■ SOURCE EXCERPT
============================================================

I thought that for direct semiconductors, we don't have phonon excitations.. But okay, I was probably wrong here.
 A: Here is an image of the photoluminescence from bulk CdTe layers in a heterostructure device take from this reference https://doi.org/10.1063/1.4803911. Hopefully we can agree that the energy of the emitted light is in the range 1.4-1.5eV, which agrees with your band gap value.
So we can also say that electron holes pair exist in the material with this energy difference, therefore there is some non-zero oscillator strength coupling the electron and hole states, therefore the material will also absorb and emit at this energy. In fact that’s a thermodynamic requirement via Kirchoff’s law.
I think you are reading about using CdTe as a particle detector, this will have certain constraints and limits of applicability, and may explain why the higher value is used as a figure of merit. But if we characterise the band structure, it absorbs and emits fine around 1.45eV
It could also be that the 4.4eV in the table is the electron affinity: the energy to promote an electron from the conduction band to the vacuum level. Which I guess would make sense if using the photoelectric effect to detect particles.

A: The exciton creation energy should be the direct band gap energy minus the binding energy, which is small. Here the value of 1.6 eV is given for the exciton energy in CdTe: https://www.nextnano.com/manual/nextnano3/tutorials/exciton_1D.html
A: The band gap is the minimum amount of energy needed to produce an e/h pair (1.44 eV in CdTe). But if you input 1.44 eV the energy can also be used to
heat up the lattice. Therefore, on AVERAGE 4.43 eV are consumed per produced e/h pair, because from one event to the next different amounts of energy are dissipated into e/h creation and elsewhere, most notably into lattice oscillations (phonon creation). This, to first order, has nothing to do with whether a material is an indirect or direct semiconductor. The latter means that in addition to energy transfer also (crystal) momentum transfer is required for a transition from valence to conduction band.

============================================================

■ PROVIDED DATA
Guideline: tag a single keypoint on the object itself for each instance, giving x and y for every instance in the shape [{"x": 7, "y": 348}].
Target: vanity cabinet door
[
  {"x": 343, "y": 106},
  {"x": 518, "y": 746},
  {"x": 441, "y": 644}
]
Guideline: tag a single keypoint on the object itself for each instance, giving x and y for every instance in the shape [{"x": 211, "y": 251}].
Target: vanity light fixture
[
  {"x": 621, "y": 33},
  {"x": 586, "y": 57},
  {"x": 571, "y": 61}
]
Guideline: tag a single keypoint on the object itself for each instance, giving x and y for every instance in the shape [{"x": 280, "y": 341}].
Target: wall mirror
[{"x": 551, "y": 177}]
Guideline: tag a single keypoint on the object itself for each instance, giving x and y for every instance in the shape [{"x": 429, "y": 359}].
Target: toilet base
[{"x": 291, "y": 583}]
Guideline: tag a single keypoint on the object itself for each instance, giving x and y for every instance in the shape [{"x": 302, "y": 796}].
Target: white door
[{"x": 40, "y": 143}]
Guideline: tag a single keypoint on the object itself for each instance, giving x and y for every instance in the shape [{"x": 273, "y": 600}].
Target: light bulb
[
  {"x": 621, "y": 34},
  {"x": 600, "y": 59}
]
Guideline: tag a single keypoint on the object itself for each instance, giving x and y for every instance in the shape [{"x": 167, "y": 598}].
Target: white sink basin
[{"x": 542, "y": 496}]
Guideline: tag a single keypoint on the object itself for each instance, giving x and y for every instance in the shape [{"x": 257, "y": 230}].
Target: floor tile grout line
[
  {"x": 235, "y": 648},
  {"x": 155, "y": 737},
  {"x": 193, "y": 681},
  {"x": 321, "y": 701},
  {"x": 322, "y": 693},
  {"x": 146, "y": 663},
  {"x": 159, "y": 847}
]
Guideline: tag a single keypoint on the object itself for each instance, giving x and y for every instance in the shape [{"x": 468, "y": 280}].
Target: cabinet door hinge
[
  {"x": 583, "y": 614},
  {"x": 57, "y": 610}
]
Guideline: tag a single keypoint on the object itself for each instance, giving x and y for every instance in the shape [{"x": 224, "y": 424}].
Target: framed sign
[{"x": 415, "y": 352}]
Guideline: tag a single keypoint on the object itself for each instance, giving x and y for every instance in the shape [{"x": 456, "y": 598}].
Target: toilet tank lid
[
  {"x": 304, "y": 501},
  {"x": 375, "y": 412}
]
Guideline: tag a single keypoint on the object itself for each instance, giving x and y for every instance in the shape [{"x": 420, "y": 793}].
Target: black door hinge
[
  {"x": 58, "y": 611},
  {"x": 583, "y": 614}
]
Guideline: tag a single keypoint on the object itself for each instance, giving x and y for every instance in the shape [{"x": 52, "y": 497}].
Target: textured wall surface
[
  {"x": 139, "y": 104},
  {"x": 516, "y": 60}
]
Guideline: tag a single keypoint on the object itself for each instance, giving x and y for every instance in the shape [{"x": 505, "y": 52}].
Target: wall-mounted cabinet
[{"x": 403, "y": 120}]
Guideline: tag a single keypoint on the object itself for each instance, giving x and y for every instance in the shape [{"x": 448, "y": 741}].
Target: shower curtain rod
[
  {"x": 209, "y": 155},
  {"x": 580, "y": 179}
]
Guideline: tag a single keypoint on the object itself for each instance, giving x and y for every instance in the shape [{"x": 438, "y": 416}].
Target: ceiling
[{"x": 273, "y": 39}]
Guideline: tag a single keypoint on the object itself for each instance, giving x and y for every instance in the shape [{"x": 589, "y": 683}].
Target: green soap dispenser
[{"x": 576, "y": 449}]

============================================================

In the CdTe band gap discussion, what is the smallest amount of energy needed to produce an electron-hole pair in CdTe? The rows come from a different source than the text.

1.44 eV, the band gap of CdTe.